[start]
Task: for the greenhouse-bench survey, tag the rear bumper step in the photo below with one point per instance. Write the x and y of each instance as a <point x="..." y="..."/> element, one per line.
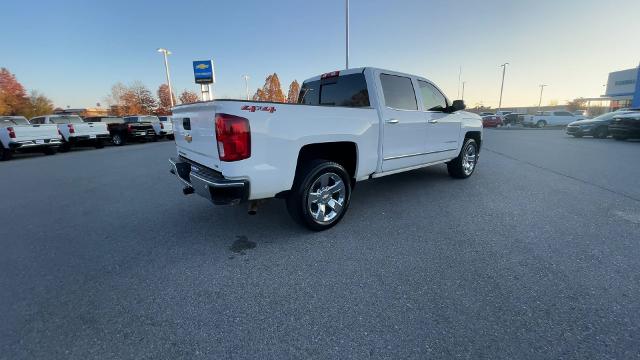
<point x="208" y="183"/>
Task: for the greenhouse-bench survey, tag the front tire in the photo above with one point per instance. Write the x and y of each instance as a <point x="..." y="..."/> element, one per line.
<point x="5" y="154"/>
<point x="320" y="196"/>
<point x="465" y="164"/>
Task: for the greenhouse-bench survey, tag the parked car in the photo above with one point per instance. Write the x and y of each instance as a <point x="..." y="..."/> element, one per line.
<point x="147" y="119"/>
<point x="16" y="134"/>
<point x="625" y="126"/>
<point x="166" y="127"/>
<point x="492" y="121"/>
<point x="550" y="118"/>
<point x="122" y="132"/>
<point x="513" y="119"/>
<point x="348" y="126"/>
<point x="76" y="132"/>
<point x="597" y="127"/>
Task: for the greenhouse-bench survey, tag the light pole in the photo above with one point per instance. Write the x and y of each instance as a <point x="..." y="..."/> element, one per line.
<point x="463" y="83"/>
<point x="246" y="84"/>
<point x="504" y="70"/>
<point x="542" y="86"/>
<point x="347" y="32"/>
<point x="165" y="53"/>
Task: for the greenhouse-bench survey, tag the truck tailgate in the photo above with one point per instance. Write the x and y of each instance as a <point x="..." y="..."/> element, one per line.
<point x="35" y="132"/>
<point x="195" y="134"/>
<point x="90" y="129"/>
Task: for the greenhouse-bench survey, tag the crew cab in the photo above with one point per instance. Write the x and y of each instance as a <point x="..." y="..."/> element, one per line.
<point x="348" y="126"/>
<point x="166" y="127"/>
<point x="148" y="119"/>
<point x="16" y="134"/>
<point x="550" y="118"/>
<point x="74" y="131"/>
<point x="122" y="131"/>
[end]
** Given instruction **
Copy all of the rows above word for word. Leave out the pictures.

** Output **
Task: for the greenhouse-bench survey, tag the rear bumper step in the photo below with one point per instance. Write the x and y of each instance as a <point x="..." y="..."/> element, one per line.
<point x="208" y="183"/>
Task: for the greenhouse-bench survey, tag the front tire in the photo above with one point per instance. Write the x and y of each instance as a <point x="..." y="..."/> element, one per line.
<point x="5" y="154"/>
<point x="320" y="196"/>
<point x="465" y="164"/>
Task: for the greenhouse-bench survey, tag the parked car in the photo above with one point per instance. Write the x and y of each instance as a <point x="..." y="..."/> element, one per line.
<point x="147" y="119"/>
<point x="16" y="134"/>
<point x="625" y="126"/>
<point x="166" y="127"/>
<point x="492" y="121"/>
<point x="550" y="118"/>
<point x="122" y="132"/>
<point x="513" y="119"/>
<point x="348" y="126"/>
<point x="76" y="132"/>
<point x="597" y="127"/>
Task: for the greenhouse-bench survey, tag the light pole in the photo above with one point per instance. Write the x and y of each instance as a <point x="..." y="..."/> element, one per line.
<point x="463" y="83"/>
<point x="246" y="84"/>
<point x="504" y="70"/>
<point x="542" y="86"/>
<point x="347" y="32"/>
<point x="165" y="53"/>
Task: for the greenhouse-bench survey, tag the truck tailgate in the photo above with one point per instance. Write the x and y of each instance as a <point x="..." y="..."/> element, one per line.
<point x="35" y="132"/>
<point x="195" y="134"/>
<point x="90" y="129"/>
Task: for the greenhouse-bench survey, tag the crew cab in the photo above with one point per instance. Write the x and y of each instance as a <point x="..." y="..."/> element, one per line.
<point x="348" y="126"/>
<point x="166" y="127"/>
<point x="148" y="119"/>
<point x="16" y="134"/>
<point x="550" y="118"/>
<point x="74" y="131"/>
<point x="122" y="131"/>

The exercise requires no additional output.